TASK LIST:
#1 In the interview on large language models, how much might a collector pay for John F. Kennedy's golf clubs?
#2 List every countermeasure to large language models that the interview on large language models says would arise in the real world.
#3 Reproduce the interview on large language models from "There are other" down to "and its acceptability.".

STUDY TEXT:
»»
PINKER: Fear of new technologies is always driven by scenarios of the worst that can happen, without anticipating the countermeasures that would arise in the real world. For large language models, this will include the skepticism that people will cultivate for automatically generated content (journalists have already stopped using the gimmick of having GPT write their columns about GPT because readers are onto it), the development of professional and moral guardrails (like the Harvard honor pledge), and possibly technologies that watermark or detect LLM output.

Steven Pinker.
Steven Pinker. Photo by Rebecca Goldstein

There are other sources of pushback. One is that we all have deep intuitions about causal connections to people. A collector might pay $100,000 for John F. Kennedy’s golf clubs even though they’re indistinguishable from any other golf clubs from that era. The demand for authenticity is even stronger for intellectual products like stories and editorials: The awareness that there’s a real human you can connect it to changes its status and its acceptability.

Another pushback will come from the forehead-slapping blunders, like the fact that crushed glass is gaining popularity as a dietary supplement or that nine women can make a baby in one month. As the systems are improved by human feedback (often from click farms in poor countries), there will be fewer of these clangers, but given the infinite possibilities, they’ll still be there. And, crucially, there won’t be a paper trail that allows us to fact-check an assertion. With an ordinary writer, you could ask the person and track down the references, but in an LLM, a “fact” is smeared across billions of tiny adjustments to quantitative variables, and it’s impossible to trace and verify a source.

Nonetheless, there are doubtless many kinds of boilerplate that could be produced by an LLM as easily as by a human, and that might be a good thing. Perhaps we shouldn’t be paying the billable hours of an expensive lawyer to craft a will or divorce agreement that could be automatically generated.

GAZETTE: We hear a lot about potential downsides. Is there a potential upside?
««
RECORDS SHOWN:
»»
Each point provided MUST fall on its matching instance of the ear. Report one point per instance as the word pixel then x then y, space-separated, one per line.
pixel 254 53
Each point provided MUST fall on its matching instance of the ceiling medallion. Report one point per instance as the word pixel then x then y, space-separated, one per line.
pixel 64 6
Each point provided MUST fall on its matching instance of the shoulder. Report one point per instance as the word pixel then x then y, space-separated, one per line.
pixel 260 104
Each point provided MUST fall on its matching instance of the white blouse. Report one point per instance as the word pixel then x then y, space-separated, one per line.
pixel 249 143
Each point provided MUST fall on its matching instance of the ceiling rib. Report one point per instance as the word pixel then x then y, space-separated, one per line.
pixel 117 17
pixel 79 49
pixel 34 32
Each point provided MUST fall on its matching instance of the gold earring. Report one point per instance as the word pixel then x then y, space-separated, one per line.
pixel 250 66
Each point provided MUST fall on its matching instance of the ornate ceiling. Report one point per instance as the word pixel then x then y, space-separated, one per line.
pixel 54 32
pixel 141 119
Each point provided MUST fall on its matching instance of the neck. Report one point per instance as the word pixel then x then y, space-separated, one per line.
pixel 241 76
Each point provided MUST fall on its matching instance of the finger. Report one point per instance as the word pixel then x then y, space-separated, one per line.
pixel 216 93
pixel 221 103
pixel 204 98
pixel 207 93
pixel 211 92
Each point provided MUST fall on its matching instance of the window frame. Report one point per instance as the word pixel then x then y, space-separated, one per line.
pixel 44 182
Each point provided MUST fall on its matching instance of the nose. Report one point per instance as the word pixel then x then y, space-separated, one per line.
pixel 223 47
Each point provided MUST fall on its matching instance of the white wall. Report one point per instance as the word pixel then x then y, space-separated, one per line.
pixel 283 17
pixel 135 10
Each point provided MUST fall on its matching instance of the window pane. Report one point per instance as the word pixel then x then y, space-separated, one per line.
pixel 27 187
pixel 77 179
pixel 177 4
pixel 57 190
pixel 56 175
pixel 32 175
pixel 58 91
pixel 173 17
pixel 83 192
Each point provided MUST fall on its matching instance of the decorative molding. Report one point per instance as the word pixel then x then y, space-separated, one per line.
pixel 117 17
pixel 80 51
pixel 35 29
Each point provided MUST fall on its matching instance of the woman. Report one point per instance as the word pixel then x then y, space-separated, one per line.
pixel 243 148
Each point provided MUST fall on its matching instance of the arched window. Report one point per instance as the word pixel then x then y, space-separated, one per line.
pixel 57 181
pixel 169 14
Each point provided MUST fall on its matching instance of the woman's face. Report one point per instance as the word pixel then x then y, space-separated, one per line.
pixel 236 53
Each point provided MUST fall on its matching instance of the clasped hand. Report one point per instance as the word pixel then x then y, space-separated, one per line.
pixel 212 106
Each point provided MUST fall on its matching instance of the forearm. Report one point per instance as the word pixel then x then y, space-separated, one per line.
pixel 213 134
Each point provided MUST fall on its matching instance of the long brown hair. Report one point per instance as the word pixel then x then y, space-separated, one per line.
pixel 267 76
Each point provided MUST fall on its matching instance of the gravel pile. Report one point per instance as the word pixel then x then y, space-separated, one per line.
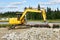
pixel 34 34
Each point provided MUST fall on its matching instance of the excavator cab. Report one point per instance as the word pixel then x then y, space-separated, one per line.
pixel 18 16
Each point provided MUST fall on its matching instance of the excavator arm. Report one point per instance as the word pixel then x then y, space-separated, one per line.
pixel 33 10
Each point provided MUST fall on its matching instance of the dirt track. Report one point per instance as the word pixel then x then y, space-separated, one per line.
««
EXPECTED OUTPUTS:
#1 $100,000

#2
- The skepticism that people will cultivate for automatically generated content
- The development of professional and moral guardrails
- Possibly technologies that watermark or detect LLM output

#3
There are other sources of pushback. One is that we all have deep intuitions about causal connections to people. A collector might pay $100,000 for John F. Kennedy’s golf clubs even though they’re indistinguishable from any other golf clubs from that era. The demand for authenticity is even stronger for intellectual products like stories and editorials: The awareness that there’s a real human you can connect it to changes its status and its acceptability.